Goal 1 >> Reproduce the passage from the Gurlfriendology article that begins at the words "Yes, those Gurlfriends." and stops after "lifted and woke.".
Goal 2 >> Condense the paragraph of the Gurlfriendology article that opens with "Karen began painting women and girls" into a short bulleted list that keeps its main facts.

═════ Provided text

“Gurlfriendology,” the best-named art exhibition in the world, opens Wednesday, March 1st, not coincidentally on the first day of Women’s Month at the gorgeous Southern University Museum of Art at Shreveport. Yes, “Gurlfriendology.” As in, “GURL-Friend!” The timid “i” is rightly replaced by the strong “u” and drawn out. That simple vowel switch makes what Karen La Beau calls “the warrior cry,” used when you need your girlfriends immediately, the ones who will drop everything and come running when they hear it, opening up a bottle of wine as they sprint through your door, pouring it rapidly into the glasses you’re holding out in trembling hands, and already listening to what has JUST HAPPENED to you, an experience so intense, so unsettling that you have to get it out NOW.

Yes, those Gurlfriends.

Karen La Beau, artist

“Gurlfriendology”, Karen says, “is about women being empowered, showing our strength and our weakness,” the joyous, sad and poignant moments. Above all, “Gurlfriendology” is about the deep, often life-long friendships between women and girls, the ones that keep us rejuvenated, lifted and woke.

Karen began painting women and girls in friendship scenes as part of her “My Life on Canvas” series, which she started in 2007 to cope with all that she missed in New Orleans. She and her family had to leave their home and life there when Hurricane Katrina hit. “The main thing I missed were my girlfriends from home and those strong bonds, when I hadn’t made new girlfriends in Shreveport,” Karen told me. “So, I would paint scenes of women going to brunch, with hats on, which represented what my girlfriends and I did.”

══════════
═════ Records shown

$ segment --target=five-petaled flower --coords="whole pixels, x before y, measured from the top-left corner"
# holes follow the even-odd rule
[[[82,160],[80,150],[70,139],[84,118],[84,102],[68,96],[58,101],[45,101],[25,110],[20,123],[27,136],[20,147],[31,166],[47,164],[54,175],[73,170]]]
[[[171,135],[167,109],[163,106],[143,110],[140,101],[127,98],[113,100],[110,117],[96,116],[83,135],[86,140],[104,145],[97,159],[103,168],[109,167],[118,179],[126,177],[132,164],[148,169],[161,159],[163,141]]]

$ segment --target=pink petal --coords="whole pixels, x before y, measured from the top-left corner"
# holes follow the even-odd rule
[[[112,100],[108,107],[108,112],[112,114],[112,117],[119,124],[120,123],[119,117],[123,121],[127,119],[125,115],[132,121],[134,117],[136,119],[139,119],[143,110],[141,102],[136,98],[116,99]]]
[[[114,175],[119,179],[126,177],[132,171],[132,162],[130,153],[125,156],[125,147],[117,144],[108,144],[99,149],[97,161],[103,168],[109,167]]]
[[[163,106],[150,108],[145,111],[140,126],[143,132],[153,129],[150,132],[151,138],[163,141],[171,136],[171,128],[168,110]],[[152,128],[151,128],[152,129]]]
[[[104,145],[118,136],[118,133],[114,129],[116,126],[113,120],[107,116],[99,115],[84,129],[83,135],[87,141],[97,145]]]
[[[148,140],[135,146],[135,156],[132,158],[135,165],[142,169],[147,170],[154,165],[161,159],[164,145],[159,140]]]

══════════

Full response 1 >>
Yes, those Gurlfriends.

Karen La Beau, artist

“Gurlfriendology”, Karen says, “is about women being empowered, showing our strength and our weakness,” the joyous, sad and poignant moments. Above all, “Gurlfriendology” is about the deep, often life-long friendships between women and girls, the ones that keep us rejuvenated, lifted and woke.

Full response 2 >>
- Karen began painting women and girls in friendship scenes as part of her "My Life on Canvas" series, which she started in 2007.
- The series helped her cope with all she missed in New Orleans after Hurricane Katrina forced her and her family to leave.
- What she missed most was her girlfriends from home and their strong bonds, since she had not yet made new girlfriends in Shreveport.
- She painted women going to brunch in hats, representing what she and her girlfriends did.